(Beginning of Dataset content)
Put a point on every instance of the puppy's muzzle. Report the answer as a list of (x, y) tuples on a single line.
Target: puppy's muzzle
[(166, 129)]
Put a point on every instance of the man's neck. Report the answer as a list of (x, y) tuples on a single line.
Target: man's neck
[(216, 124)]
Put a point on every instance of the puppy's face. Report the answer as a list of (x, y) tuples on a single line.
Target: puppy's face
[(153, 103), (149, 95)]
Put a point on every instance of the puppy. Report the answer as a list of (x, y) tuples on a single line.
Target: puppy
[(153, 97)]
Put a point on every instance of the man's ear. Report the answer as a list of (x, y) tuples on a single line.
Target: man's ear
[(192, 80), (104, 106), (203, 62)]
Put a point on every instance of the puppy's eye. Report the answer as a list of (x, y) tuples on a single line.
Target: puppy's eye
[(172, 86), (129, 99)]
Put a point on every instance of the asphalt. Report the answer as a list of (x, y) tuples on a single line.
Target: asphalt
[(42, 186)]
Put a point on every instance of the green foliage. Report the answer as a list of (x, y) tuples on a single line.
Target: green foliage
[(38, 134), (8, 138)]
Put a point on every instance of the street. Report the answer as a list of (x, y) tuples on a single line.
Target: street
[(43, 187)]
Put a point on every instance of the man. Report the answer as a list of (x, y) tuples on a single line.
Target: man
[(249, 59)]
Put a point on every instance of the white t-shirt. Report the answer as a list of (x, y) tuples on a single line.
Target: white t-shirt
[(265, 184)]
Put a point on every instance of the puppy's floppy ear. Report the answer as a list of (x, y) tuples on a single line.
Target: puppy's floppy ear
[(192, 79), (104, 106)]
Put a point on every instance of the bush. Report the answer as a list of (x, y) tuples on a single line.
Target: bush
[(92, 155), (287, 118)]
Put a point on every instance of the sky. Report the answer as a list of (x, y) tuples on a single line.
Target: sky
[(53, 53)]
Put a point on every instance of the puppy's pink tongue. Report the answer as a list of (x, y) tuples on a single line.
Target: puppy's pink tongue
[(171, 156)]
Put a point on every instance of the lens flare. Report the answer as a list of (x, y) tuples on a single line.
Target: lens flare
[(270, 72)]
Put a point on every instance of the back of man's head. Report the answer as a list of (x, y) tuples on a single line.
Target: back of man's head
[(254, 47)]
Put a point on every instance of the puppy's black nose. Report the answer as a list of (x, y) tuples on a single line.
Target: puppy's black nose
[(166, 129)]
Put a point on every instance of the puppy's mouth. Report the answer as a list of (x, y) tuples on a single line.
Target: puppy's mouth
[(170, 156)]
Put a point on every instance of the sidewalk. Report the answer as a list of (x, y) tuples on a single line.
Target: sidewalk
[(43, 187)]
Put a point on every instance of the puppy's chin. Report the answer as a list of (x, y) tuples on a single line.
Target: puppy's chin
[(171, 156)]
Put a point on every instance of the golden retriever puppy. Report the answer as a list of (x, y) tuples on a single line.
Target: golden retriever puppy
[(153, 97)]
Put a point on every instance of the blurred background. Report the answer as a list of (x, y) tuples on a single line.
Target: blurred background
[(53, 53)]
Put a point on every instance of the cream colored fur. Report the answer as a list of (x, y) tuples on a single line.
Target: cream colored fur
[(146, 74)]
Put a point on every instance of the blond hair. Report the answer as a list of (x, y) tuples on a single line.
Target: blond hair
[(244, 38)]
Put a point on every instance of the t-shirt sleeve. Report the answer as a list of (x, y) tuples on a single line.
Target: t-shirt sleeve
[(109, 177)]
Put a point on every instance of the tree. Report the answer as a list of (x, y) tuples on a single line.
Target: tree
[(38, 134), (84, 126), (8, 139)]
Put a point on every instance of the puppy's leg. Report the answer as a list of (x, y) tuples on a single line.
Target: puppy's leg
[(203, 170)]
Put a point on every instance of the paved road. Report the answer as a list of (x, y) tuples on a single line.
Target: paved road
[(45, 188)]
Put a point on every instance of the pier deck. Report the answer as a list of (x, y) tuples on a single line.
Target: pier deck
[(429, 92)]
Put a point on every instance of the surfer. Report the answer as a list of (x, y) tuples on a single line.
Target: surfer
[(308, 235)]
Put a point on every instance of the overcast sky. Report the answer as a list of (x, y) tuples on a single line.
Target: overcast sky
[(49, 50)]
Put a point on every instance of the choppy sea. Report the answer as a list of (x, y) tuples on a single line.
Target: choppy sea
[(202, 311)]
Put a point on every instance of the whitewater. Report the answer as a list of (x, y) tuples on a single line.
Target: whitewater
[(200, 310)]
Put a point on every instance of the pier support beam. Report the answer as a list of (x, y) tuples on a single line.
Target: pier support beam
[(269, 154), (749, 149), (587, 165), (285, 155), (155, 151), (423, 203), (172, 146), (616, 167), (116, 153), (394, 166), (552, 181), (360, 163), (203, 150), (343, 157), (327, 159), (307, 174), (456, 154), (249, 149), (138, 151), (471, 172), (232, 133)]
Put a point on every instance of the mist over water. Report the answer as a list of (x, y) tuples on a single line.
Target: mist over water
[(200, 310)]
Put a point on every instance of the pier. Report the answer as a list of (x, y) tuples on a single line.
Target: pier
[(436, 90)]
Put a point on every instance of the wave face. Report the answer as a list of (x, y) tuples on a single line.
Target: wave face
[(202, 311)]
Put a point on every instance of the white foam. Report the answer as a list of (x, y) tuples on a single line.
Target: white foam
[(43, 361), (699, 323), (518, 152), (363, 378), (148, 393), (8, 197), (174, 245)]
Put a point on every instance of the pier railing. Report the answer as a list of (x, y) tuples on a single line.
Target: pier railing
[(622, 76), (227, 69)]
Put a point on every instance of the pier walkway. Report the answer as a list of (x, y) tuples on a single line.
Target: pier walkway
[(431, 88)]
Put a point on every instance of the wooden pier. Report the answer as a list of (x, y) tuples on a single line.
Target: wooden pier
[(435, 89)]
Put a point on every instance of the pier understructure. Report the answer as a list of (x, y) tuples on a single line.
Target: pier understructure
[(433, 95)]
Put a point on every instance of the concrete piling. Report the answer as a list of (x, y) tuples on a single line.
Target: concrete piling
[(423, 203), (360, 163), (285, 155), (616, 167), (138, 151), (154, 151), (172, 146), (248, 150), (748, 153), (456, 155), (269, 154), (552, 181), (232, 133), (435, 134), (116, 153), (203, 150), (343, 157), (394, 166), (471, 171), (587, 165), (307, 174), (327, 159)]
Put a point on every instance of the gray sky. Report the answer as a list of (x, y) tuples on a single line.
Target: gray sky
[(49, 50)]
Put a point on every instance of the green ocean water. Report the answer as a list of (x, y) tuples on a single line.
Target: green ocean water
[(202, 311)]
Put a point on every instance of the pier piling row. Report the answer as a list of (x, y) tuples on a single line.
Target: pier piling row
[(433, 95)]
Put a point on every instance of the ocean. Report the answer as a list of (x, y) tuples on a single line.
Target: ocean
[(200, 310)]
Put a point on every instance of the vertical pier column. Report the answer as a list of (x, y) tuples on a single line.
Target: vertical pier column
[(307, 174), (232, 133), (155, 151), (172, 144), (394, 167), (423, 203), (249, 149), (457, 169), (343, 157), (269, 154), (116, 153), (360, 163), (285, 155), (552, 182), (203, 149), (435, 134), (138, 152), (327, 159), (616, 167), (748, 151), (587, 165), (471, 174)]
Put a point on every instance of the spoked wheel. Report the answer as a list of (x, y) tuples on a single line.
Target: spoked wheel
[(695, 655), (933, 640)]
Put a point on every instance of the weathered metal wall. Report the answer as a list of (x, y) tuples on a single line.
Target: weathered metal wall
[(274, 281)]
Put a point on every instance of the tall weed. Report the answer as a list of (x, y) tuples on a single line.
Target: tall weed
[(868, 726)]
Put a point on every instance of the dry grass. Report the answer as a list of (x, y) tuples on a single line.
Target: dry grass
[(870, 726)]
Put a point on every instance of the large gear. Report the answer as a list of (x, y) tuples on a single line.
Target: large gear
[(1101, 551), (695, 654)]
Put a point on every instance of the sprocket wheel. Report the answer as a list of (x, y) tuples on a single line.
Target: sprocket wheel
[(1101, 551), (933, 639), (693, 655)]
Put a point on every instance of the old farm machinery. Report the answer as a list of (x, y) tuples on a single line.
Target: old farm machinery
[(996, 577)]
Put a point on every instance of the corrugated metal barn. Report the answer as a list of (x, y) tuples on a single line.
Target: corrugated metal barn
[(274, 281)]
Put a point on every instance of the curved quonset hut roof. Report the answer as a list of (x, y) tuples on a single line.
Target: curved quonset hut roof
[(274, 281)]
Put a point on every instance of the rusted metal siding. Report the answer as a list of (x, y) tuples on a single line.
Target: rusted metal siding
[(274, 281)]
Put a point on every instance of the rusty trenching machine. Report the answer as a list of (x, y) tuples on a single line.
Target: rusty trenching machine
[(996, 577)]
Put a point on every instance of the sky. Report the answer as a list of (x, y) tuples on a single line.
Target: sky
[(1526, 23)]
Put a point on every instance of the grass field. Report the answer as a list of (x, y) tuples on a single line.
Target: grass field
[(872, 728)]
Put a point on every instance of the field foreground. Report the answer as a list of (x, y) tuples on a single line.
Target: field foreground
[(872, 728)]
(End of Dataset content)
Take the line above containing "Put a point on every instance of the white foam.", the line containing "Put a point on every instance of the vertical", and all lines in between, and copy them exactly without anything else.

• [Reply to the task]
Put a point on every instance of the white foam. Report the answer as a list of (x, y) tuples on a single line.
Target: white foam
[(43, 361), (699, 323), (518, 152), (363, 378), (148, 393), (8, 197), (174, 245)]
Put a point on every instance of the pier railing. Report the answer as a list of (x, y) tuples on a single line.
Target: pier railing
[(622, 76), (227, 69)]
Put a point on every instance of the pier walkway. Report the answer as a list of (x, y) tuples on a single line.
Target: pier walkway
[(431, 88)]
Put a point on every instance of the wooden pier. Report the answer as a list of (x, y) tuples on a single line.
Target: wooden pier
[(435, 89)]
Put a point on every instance of the pier understructure. Report the answer as a list of (x, y) tuples on a single line.
Target: pier understructure
[(433, 95)]
Put a point on every instance of the concrete piling. Report the answer as a list of (x, y) tuples on a single line.
Target: concrete piling
[(423, 203), (360, 163), (285, 155), (616, 167), (138, 151), (154, 151), (172, 146), (248, 150), (748, 153), (456, 155), (269, 154), (552, 181), (232, 133), (435, 134), (116, 153), (203, 150), (343, 157), (394, 166), (471, 171), (587, 165), (307, 174), (327, 159)]
Put a point on every instance of the gray sky. Report the answer as a list of (x, y) tuples on a single line.
Target: gray sky
[(49, 50)]
Put a point on every instance of the green ocean water. Report the answer as a list of (x, y) tuples on a single line.
Target: green ocean water
[(202, 311)]
Put a point on every instance of the pier piling row. Report the answer as a list of (x, y) tuples on a single line.
Target: pier piling row
[(433, 95)]
Put a point on every instance of the ocean. Report the answer as a list of (x, y) tuples on a single line.
Target: ocean
[(200, 310)]
Put a point on every instance of the vertical pier column. Report the answer as a list of (x, y) tuples on a single line.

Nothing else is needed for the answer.